■ RECORDS FOR THE EXERCISE ■
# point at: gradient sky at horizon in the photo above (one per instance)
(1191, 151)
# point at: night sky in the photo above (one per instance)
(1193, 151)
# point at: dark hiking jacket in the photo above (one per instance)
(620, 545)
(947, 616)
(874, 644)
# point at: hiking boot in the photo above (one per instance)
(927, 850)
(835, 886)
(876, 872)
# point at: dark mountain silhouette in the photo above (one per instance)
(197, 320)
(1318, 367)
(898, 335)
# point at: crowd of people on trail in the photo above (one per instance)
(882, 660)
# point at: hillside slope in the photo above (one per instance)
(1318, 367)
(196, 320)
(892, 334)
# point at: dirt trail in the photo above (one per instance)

■ WHAT YOU ARE ASKED TO DO ■
Each record above should be reproduced in full, exactly as it stands.

■ ANSWER TO THIS PROBLEM ■
# point at: gradient sky at horizon in the photo above (one per instance)
(1191, 151)
# point at: night sky in the photo above (one per instance)
(1193, 151)
# point at: dark hiking jacket in the photo above (one per instance)
(620, 545)
(947, 616)
(874, 644)
# point at: hiking boot in the photo above (one per instance)
(927, 850)
(835, 886)
(876, 872)
# point at: dark mountain silhouette in the photo above (one per instance)
(197, 320)
(1318, 367)
(898, 335)
# point at: crowd of people on trail in the photo above (one per instance)
(882, 660)
# point at: hillside slope in the photo above (one per instance)
(1318, 367)
(196, 320)
(892, 334)
# point at: dirt trail in the photo above (one per instance)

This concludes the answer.